Material

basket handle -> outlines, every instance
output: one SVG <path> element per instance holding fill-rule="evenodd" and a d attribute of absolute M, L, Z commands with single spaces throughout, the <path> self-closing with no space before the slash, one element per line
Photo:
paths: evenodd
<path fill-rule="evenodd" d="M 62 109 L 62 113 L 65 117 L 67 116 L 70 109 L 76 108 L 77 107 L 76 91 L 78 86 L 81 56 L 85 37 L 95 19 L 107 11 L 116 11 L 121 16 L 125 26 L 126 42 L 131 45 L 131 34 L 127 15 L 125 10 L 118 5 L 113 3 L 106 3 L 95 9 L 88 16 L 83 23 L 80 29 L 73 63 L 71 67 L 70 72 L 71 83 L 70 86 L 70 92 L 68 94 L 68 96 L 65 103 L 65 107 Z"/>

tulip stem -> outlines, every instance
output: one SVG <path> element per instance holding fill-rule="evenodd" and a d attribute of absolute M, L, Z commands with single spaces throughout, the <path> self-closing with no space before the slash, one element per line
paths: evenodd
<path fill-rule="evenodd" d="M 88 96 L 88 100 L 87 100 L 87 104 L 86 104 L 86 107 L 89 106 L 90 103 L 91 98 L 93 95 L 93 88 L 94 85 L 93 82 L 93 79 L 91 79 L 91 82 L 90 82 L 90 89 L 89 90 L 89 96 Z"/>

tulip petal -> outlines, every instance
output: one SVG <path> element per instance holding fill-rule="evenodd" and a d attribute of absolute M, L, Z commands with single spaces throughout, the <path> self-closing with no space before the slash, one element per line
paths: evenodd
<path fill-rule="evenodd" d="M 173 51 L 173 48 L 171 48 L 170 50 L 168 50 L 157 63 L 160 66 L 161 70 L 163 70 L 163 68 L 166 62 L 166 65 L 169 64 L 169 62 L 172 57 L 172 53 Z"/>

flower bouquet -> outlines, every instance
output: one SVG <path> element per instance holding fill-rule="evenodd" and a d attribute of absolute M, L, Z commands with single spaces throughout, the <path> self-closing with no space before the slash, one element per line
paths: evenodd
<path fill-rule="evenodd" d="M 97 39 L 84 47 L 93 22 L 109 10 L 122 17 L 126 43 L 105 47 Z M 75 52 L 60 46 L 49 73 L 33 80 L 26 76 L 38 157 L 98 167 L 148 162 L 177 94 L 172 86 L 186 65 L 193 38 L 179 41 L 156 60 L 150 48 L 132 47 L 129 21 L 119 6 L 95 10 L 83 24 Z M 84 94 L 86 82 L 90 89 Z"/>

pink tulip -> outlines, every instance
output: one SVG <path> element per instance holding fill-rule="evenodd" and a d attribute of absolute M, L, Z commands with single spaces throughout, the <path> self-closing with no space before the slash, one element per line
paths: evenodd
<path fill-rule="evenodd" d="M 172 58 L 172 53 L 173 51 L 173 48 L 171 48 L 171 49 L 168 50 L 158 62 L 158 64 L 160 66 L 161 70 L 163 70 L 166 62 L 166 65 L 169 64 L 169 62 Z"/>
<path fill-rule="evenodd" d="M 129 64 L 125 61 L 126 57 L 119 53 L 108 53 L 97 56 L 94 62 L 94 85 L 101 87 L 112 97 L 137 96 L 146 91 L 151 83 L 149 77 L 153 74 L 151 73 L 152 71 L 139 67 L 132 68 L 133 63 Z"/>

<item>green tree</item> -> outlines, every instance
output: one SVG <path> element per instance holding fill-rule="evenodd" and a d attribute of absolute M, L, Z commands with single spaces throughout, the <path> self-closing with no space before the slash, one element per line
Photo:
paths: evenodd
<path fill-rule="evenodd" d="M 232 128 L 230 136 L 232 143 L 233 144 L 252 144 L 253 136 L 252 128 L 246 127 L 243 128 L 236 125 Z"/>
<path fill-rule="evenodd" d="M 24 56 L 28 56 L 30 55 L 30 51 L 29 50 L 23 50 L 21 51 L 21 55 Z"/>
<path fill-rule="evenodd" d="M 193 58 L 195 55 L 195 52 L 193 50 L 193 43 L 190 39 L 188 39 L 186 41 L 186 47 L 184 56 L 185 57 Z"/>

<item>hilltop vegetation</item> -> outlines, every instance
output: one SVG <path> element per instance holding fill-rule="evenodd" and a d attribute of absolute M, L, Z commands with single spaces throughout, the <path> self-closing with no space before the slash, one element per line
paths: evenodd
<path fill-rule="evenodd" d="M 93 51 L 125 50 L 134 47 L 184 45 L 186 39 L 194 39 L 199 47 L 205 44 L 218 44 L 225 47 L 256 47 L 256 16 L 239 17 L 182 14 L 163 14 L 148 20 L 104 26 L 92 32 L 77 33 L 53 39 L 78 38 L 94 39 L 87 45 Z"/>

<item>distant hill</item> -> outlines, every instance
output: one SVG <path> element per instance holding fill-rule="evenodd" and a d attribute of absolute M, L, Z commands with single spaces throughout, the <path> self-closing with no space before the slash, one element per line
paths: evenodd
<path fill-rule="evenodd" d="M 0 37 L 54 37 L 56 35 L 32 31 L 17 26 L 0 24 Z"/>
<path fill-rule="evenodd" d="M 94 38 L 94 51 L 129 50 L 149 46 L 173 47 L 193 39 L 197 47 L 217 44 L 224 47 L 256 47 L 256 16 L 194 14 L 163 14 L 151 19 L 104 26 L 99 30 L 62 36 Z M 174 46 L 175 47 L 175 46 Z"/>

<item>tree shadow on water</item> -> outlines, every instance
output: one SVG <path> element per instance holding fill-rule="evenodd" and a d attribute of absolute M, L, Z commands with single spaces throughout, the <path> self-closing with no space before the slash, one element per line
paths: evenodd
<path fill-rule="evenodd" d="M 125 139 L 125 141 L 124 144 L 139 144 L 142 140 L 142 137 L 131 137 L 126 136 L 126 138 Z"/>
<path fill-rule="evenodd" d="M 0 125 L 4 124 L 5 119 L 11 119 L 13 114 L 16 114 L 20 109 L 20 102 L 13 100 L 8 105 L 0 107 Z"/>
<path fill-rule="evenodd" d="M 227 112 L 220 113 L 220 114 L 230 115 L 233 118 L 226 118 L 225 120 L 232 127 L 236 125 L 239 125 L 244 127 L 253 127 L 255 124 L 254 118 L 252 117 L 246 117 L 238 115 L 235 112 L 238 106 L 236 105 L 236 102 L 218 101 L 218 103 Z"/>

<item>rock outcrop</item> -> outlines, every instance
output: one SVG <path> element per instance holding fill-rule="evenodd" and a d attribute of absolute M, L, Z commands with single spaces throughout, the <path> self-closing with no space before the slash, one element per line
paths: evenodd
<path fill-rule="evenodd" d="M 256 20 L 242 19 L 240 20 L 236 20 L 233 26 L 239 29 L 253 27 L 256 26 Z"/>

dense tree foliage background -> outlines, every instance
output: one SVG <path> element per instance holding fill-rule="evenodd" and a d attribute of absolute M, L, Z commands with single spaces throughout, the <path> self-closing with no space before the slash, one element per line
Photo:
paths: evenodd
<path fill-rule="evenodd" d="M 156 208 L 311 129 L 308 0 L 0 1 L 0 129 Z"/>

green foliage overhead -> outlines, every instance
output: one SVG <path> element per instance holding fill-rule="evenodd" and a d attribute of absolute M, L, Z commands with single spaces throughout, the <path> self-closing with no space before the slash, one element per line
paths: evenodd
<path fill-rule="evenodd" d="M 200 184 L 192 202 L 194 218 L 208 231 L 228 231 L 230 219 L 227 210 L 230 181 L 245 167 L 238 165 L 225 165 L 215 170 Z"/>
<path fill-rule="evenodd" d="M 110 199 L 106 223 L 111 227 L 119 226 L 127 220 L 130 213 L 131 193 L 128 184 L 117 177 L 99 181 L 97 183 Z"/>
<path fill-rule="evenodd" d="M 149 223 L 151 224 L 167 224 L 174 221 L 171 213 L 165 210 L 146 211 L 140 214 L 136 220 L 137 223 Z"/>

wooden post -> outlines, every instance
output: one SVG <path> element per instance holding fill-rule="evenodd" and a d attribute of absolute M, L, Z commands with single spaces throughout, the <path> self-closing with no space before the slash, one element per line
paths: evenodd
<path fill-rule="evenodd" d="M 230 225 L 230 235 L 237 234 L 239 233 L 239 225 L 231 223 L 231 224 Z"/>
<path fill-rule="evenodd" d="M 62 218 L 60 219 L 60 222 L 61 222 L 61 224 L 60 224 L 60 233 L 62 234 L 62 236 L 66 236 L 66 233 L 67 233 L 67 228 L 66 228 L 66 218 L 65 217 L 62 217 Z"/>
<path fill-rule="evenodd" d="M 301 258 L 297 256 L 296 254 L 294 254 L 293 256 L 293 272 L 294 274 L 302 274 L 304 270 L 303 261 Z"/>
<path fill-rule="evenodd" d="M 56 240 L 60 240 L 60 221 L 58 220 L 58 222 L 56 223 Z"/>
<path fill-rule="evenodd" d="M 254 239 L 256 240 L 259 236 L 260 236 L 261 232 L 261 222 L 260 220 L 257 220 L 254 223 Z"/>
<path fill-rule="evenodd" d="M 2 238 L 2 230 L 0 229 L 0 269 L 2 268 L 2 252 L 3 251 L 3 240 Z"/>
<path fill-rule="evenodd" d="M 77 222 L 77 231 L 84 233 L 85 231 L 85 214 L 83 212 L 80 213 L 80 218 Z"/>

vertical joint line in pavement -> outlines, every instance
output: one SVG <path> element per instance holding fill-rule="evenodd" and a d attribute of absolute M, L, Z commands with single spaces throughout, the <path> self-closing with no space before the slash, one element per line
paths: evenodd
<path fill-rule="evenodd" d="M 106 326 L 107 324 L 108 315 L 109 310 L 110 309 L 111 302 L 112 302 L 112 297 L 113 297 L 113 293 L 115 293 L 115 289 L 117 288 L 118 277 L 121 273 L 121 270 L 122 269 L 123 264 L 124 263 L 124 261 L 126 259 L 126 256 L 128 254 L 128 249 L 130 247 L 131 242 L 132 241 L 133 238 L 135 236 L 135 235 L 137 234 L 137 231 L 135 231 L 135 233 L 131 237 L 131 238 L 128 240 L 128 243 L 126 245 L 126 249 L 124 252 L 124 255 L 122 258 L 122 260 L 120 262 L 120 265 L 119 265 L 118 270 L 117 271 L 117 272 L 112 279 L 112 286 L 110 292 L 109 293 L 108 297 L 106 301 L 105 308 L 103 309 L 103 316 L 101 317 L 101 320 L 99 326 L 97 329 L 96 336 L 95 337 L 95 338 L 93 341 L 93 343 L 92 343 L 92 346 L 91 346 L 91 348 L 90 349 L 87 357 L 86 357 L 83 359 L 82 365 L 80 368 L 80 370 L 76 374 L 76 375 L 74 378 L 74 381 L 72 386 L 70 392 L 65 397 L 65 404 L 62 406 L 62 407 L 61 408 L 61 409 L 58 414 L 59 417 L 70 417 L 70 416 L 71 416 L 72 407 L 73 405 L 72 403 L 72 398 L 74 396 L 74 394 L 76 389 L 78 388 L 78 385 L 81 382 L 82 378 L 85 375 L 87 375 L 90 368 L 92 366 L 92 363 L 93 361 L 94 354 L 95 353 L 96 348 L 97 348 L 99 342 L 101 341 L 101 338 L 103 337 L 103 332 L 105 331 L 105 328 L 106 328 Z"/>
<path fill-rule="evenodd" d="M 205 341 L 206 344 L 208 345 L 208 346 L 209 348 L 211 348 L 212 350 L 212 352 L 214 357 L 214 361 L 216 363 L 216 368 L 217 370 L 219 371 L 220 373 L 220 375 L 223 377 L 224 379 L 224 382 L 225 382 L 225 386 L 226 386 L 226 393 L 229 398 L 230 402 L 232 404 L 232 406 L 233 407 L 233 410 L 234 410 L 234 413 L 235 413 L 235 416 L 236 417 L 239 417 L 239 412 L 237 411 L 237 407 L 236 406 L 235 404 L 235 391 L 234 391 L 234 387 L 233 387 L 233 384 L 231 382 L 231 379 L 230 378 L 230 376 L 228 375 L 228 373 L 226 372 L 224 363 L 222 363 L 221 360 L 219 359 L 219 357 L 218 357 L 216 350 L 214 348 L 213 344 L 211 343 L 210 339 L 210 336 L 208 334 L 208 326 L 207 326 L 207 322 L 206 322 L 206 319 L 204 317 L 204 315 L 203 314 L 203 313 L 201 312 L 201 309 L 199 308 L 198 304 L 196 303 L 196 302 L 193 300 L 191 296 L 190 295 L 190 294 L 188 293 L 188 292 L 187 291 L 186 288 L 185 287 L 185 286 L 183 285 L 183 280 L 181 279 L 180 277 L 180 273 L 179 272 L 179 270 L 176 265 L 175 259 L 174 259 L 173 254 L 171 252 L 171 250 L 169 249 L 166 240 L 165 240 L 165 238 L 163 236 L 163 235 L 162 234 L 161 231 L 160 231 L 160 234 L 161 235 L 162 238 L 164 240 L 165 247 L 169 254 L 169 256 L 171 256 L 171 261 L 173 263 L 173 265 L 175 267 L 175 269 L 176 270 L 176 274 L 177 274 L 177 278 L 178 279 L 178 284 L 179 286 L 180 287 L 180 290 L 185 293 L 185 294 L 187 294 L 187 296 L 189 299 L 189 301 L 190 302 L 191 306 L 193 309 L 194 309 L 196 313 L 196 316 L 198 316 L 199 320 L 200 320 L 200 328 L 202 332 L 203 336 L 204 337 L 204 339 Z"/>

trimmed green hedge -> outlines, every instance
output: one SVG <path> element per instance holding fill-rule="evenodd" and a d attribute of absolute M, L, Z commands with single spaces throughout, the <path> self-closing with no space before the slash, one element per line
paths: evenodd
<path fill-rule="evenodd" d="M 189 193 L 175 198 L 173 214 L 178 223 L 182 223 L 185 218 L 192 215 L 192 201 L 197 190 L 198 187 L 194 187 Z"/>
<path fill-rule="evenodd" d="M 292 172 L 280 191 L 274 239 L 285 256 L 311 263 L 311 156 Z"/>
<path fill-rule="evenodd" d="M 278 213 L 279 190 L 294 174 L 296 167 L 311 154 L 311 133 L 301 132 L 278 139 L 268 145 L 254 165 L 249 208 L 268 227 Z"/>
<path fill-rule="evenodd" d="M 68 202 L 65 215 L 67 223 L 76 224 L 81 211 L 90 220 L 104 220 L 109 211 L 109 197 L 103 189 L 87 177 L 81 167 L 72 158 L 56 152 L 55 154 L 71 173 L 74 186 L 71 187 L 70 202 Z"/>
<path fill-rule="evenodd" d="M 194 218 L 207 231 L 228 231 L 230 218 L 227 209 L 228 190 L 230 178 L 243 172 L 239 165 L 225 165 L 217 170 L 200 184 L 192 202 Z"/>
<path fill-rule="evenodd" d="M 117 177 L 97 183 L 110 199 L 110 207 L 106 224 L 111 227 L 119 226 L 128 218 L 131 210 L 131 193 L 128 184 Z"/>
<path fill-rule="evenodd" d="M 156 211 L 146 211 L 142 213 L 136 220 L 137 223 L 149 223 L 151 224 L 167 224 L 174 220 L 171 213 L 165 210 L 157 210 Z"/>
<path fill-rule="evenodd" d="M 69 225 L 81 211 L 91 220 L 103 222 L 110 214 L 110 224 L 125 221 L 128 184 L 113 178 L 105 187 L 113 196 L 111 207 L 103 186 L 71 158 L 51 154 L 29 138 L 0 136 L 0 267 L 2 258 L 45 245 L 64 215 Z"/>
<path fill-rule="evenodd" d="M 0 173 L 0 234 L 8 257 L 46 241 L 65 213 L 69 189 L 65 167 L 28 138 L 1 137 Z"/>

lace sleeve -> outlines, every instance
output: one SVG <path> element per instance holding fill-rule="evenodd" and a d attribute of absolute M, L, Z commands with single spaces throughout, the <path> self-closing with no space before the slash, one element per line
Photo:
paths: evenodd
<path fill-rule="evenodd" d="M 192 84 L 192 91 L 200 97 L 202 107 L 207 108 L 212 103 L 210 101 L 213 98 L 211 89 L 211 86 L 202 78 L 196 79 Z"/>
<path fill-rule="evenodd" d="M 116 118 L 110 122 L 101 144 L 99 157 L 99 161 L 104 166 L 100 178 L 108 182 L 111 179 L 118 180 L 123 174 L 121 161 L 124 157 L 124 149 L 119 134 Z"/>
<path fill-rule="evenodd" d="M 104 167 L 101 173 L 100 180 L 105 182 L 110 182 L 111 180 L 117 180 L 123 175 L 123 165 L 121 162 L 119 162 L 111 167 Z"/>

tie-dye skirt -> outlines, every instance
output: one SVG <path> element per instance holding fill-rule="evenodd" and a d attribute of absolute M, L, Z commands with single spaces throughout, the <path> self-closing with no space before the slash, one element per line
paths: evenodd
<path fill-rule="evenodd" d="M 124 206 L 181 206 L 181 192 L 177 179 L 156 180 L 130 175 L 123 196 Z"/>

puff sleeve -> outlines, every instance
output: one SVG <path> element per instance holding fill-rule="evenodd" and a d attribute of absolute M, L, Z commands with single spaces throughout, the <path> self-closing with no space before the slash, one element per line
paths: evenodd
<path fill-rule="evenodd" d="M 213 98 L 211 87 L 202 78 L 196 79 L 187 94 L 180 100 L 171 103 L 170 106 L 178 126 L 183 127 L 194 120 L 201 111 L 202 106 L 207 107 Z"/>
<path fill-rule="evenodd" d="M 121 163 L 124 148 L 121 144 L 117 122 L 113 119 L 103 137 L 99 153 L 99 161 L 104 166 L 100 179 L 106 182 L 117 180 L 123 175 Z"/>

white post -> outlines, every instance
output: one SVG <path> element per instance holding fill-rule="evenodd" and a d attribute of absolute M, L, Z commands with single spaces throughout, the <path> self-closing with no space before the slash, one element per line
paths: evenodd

Task prompt
Update everything from the line containing "<item>rock outcrop</item> ->" down to the line containing "224 L 174 221" by changing "foliage" to "greenery", keeping the rest identical. Give back only those lines.

Task result
<item>rock outcrop</item> -> outlines, every instance
output: one SVG <path> element per instance holding fill-rule="evenodd" and a d attribute of absolute M, L, Z commands with single spaces throughout, the <path> self-closing with no space before the slash, one element per line
paths: evenodd
<path fill-rule="evenodd" d="M 256 20 L 242 19 L 240 20 L 236 20 L 233 26 L 239 29 L 253 27 L 256 26 Z"/>

dense tree greenery background -> outlines, every instance
output: one SVG <path> element per instance holding fill-rule="evenodd" and a d attribute of absolute M, L, Z commands with single spaces throughout, the <path> self-closing with no space before the slash, one element per line
Photo:
paths: evenodd
<path fill-rule="evenodd" d="M 156 208 L 311 129 L 308 0 L 0 1 L 0 129 Z"/>

green greenery overhead -> outlines, every instance
output: one SVG <path> element per instance holding fill-rule="evenodd" and a d attribute of absolute M, L, Z commands with single spaces throughout, the <path> self-closing with no space before the slash, one element per line
paths: evenodd
<path fill-rule="evenodd" d="M 200 184 L 192 202 L 194 218 L 208 231 L 228 231 L 230 219 L 227 210 L 230 181 L 245 167 L 238 165 L 225 165 L 215 170 Z"/>
<path fill-rule="evenodd" d="M 110 199 L 106 223 L 111 227 L 119 226 L 127 220 L 130 213 L 131 193 L 128 184 L 117 177 L 99 181 L 97 183 Z"/>
<path fill-rule="evenodd" d="M 149 223 L 151 224 L 167 224 L 174 221 L 171 213 L 165 210 L 146 211 L 140 214 L 136 220 L 137 223 Z"/>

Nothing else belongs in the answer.